In a second aspect, the present invention is a method of increasing anti-wear performance without reducing extreme pressure performance of a lubricant formulation containing a hydrocarbon base oil, a sulfurized isobutylene extreme pressure additive and a phosphate ester anti-wear additive, the method comprising including an oil soluble polyalkylene glycol selected from a group consisting of monol, diol and triol initiated

1,2-butylene oxide homopolymers and monol initiated copolymers of 1,2-butylene oxide and propylene oxide into the lubricant formulation so as to obtain the lubricant formulation of the first aspect.

The formulation and method of the present invention is useful as a lubricant.

The oil soluble polyalkylene glycols of the present invention can be designed from oxides other than 1,2 butylene oxide. For example it is possible to design oil soluble polyalkylene glycols from other higher oxides such as hexene oxide, octene oxide, dodecene oxide or styrene oxide such that homo-polymers are produced by reacting the oxides with an initiator such as an alcohol. Alternatively, copolymers can be produced by reacting mixtures of the copolymers with an initiator. Alternatively, mixtures of a higher oxide and 1,2 propylene oxide or 1,2 butylene oxide can be used to prepare copolymers. The above alternative types of oil soluble polyalkylene glycols are expected to provide a similar technical effect as the copolymers of propylene oxide and butylene oxide or homo-polymers of butylene oxide that are described herein in the present invention.

DETAILED DESCRIPTION OF THE INVENTION

"And/or" means "and, or alternatively". All ranges include endpoints unless otherwise stated. Weight-percent (wt%) is relative to total lubricant formulation weight unless otherwise stated.

__________________________________________________

Exercise: Rewrite the lubricant passage starting at "1,2-butylene oxide homopolymers" and ending at "as a lubricant.", swapping "homopolymers" for "oligomers".

Collected data entries:
__________________________________________________

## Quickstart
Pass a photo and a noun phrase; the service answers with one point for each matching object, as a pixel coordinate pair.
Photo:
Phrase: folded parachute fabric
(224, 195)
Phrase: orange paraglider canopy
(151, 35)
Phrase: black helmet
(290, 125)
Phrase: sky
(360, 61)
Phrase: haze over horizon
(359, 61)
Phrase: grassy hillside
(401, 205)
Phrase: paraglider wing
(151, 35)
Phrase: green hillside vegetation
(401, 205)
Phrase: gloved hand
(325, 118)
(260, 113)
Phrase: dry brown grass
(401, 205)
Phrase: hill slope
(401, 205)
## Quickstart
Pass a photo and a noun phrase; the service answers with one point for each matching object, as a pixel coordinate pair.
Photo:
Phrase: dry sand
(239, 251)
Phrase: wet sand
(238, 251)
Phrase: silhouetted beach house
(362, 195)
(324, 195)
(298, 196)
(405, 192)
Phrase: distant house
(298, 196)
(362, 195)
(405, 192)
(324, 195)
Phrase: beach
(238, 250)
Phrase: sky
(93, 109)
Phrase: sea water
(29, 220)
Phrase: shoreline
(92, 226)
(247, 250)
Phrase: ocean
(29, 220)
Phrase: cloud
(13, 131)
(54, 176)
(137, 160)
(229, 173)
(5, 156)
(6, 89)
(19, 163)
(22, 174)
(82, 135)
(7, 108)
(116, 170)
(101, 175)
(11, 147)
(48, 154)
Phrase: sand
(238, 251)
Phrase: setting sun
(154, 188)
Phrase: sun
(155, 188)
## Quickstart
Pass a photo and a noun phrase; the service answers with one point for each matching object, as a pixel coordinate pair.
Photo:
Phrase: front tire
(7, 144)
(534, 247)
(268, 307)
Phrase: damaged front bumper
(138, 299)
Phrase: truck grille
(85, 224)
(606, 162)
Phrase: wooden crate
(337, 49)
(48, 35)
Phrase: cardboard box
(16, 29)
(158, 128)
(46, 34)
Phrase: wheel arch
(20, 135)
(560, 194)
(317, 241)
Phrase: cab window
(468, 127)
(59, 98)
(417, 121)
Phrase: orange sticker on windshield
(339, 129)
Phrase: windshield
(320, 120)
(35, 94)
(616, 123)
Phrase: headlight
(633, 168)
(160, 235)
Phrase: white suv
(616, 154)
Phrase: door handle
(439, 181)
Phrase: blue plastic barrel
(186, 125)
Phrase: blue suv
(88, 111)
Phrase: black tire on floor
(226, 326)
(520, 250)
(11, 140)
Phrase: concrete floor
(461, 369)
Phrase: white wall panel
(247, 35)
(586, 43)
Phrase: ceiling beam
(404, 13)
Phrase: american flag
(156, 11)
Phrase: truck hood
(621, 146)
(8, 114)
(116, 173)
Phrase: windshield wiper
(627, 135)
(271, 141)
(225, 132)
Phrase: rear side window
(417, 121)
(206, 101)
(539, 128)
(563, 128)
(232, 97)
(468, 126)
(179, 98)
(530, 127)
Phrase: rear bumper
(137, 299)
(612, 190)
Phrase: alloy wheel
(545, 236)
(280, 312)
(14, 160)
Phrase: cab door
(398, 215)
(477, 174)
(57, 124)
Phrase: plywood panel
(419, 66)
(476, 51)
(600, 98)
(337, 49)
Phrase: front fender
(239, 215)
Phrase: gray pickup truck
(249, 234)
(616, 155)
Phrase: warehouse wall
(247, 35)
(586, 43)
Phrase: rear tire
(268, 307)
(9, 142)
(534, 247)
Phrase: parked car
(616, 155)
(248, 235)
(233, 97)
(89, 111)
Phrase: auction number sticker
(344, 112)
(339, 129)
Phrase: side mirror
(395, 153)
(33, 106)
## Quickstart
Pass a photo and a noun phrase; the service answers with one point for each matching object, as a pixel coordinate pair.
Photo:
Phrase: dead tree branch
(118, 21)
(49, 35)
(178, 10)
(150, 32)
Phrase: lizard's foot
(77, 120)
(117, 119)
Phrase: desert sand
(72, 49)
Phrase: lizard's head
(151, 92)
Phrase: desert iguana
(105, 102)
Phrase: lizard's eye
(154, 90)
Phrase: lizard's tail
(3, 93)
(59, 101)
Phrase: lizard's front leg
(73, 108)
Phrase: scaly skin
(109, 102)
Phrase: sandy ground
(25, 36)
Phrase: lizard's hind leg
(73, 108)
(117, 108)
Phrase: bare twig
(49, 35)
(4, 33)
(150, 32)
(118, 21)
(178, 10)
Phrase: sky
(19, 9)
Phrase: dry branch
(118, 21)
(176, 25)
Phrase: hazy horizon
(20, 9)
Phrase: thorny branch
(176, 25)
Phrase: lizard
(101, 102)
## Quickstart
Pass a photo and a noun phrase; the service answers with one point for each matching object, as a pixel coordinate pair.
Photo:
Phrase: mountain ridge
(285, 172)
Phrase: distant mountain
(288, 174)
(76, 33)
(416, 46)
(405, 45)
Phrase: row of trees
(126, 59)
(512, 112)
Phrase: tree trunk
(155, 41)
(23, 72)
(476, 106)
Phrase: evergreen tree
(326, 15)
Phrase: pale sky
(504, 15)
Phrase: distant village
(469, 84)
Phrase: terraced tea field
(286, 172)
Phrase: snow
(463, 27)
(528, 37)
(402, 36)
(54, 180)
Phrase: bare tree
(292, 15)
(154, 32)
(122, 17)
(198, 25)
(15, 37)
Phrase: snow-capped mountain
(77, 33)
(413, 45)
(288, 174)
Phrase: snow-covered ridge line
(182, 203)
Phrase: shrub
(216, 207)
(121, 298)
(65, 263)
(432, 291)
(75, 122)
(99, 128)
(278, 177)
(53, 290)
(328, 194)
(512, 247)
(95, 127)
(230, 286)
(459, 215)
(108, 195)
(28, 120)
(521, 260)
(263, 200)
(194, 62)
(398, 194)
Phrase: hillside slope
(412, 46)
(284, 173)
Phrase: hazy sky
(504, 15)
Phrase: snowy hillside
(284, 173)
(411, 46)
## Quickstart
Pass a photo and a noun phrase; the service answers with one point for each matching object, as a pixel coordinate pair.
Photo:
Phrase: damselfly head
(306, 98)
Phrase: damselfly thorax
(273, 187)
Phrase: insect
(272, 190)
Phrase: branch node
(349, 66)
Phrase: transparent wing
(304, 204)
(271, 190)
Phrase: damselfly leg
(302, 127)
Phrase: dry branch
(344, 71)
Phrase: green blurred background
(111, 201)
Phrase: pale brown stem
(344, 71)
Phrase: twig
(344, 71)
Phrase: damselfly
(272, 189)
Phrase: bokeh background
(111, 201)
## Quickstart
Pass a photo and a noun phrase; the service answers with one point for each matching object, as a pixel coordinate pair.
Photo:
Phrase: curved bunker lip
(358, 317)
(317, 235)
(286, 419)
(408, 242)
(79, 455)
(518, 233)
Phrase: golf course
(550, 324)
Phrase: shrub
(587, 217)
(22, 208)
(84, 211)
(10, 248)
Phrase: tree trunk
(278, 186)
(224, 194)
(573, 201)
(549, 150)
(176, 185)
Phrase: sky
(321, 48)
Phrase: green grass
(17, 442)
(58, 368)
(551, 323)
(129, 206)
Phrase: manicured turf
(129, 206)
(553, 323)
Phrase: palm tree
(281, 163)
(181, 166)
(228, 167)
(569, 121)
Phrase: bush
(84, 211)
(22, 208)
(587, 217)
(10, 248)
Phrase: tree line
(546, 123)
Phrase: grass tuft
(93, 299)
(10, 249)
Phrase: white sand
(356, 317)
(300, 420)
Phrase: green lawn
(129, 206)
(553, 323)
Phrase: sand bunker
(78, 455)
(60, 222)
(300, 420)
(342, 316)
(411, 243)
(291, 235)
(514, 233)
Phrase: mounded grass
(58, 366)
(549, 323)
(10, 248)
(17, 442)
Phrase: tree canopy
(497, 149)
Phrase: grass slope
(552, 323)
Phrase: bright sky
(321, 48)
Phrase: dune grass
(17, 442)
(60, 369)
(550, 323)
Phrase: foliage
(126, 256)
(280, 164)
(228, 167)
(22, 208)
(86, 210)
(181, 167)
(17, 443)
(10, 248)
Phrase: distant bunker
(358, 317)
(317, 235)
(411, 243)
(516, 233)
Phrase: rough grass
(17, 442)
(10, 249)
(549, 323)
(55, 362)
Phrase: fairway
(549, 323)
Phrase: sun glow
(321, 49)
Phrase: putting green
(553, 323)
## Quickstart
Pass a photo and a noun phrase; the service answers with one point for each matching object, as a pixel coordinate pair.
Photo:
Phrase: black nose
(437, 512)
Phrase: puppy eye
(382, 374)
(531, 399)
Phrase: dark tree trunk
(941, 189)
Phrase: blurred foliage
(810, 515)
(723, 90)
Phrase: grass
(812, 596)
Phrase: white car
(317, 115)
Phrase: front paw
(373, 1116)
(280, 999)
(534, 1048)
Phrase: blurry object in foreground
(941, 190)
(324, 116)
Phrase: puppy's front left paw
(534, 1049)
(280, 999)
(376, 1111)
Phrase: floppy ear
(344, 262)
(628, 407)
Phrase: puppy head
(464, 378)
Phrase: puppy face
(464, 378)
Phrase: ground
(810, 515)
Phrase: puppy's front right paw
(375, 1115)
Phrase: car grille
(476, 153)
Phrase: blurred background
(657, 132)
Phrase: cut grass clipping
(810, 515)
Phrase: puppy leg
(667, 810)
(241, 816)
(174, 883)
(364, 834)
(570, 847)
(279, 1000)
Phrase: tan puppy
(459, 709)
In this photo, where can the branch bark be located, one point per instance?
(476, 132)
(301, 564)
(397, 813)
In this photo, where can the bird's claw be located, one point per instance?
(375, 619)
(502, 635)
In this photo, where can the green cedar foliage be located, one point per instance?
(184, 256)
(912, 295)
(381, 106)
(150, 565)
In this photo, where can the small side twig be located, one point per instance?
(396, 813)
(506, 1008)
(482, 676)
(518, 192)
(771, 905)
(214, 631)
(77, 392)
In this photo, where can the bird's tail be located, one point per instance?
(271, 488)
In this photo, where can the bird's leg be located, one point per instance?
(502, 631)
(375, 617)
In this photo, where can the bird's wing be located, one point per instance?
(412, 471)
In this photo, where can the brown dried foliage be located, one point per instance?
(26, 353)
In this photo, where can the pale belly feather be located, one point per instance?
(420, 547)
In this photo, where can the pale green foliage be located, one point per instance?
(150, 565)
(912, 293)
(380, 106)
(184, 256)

__________________________________________________

Correct answer:
1,2-butylene oxide oligomers and monol initiated copolymers of 1,2-butylene oxide and propylene oxide into the lubricant formulation so as to obtain the lubricant formulation of the first aspect.

The formulation and method of the present invention is useful as a lubricant.